>> START Excerpted passage
Thanks for your reply bro, much appreciated it.

"In your case, it has nothing to do with the "Lifting of Veil of Incorporation".
Over enthusiastic reading of the law can cause wrong analysis of the situation.
It is a simple matter of if the company is ordered to be Wind Up by a Court and if the Receiver orders the shareholders to pay up the capital shortfall, then the shareholders pay up lah.

To get to this stage, the Creditor still have to petition the High Court to wind up your company."


Truthfully, I am very concern recently, so have been reading more details about what may be coming... my lawyer friend (anyway... he usually represent plaintiff of big corporation on this kind of litigation case, so for defendant side for my small case might not be his cup of tea), he opined that the Judgement Creditor is not stupid to sue me in the court knowing that my Sdn. Bhd. is a RM2 company, so now that they have obtained the Judgement Order, he belief that the landlord will proceed to lift the veil easily with the judgement order obtained and by simply doing a search on the company that will tell that the directors and shareholders are the same, and sue shareholder for bankrupt and seize all shareholder own assets  If it is really so serious... you might understand why I became very concerned...

Bro vkpc, do you mind clarify a little on the paying back of shortfall, for my Sdn. Bhd. situation, I have tried to do some digging online, and here is the closest that I manage to find in regards to winding up and paid up capital:

Source #1
https://www.ssm.com.my/acts/fscommand/act125s0214.htm
Section 214. Liability as contributories of present and past members.
(d) in the case of a company limited by shares, no contribution shall be required from any member exceeding the amount, if any, unpaid on the shares in respect of which he is liable as a present or past member;

Source #2
http://www.insolvensi.gov.my/faqs/liquidation
12. What is the effect of winding up towards contributory of the company?
The contributory is not personally liable towards the company's debts. However, the liquidator has power to direct the contributory to pay any unpaid shares.
>> END Excerpted passage
Task list:
1) In the post about winding up a company, list each step that the lawyer friend believes the landlord will take, in the order the post gives them.
2) Reproduce the stretch of the post about winding up a company from "Thanks for your" through "pay up lah.", word for word.
>> START Given data
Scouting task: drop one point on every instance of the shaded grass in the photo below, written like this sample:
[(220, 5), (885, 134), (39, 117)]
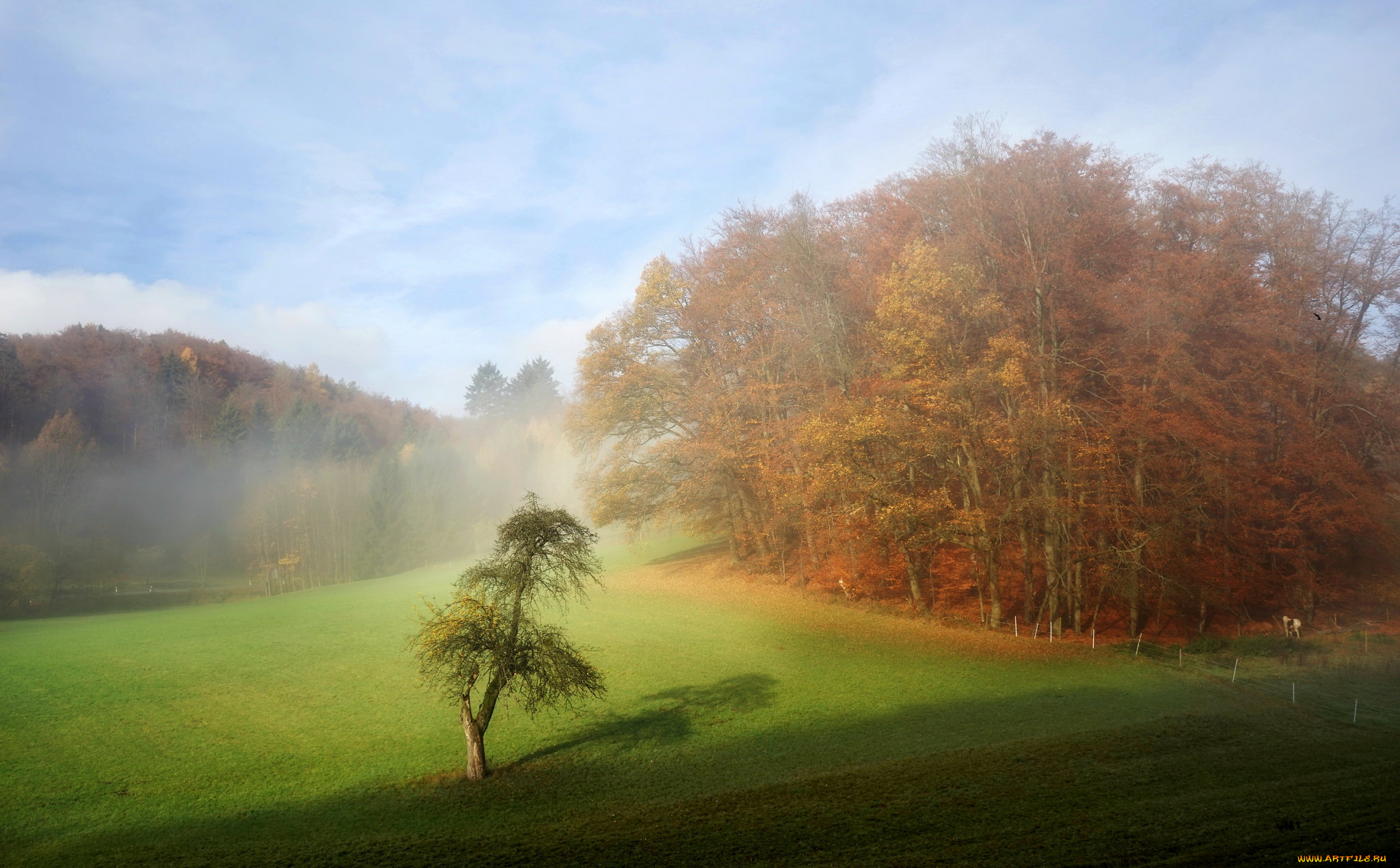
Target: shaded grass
[(740, 724)]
>> END Given data
Answers:
1)
1. Lift the veil with the judgement order obtained
2. Do a search on the company, which will tell that the directors and shareholders are the same
3. Sue shareholder for bankrupt
4. Seize all shareholder own assets

2)
Thanks for your reply bro, much appreciated it.

"In your case, it has nothing to do with the "Lifting of Veil of Incorporation".
Over enthusiastic reading of the law can cause wrong analysis of the situation.
It is a simple matter of if the company is ordered to be Wind Up by a Court and if the Receiver orders the shareholders to pay up the capital shortfall, then the shareholders pay up lah.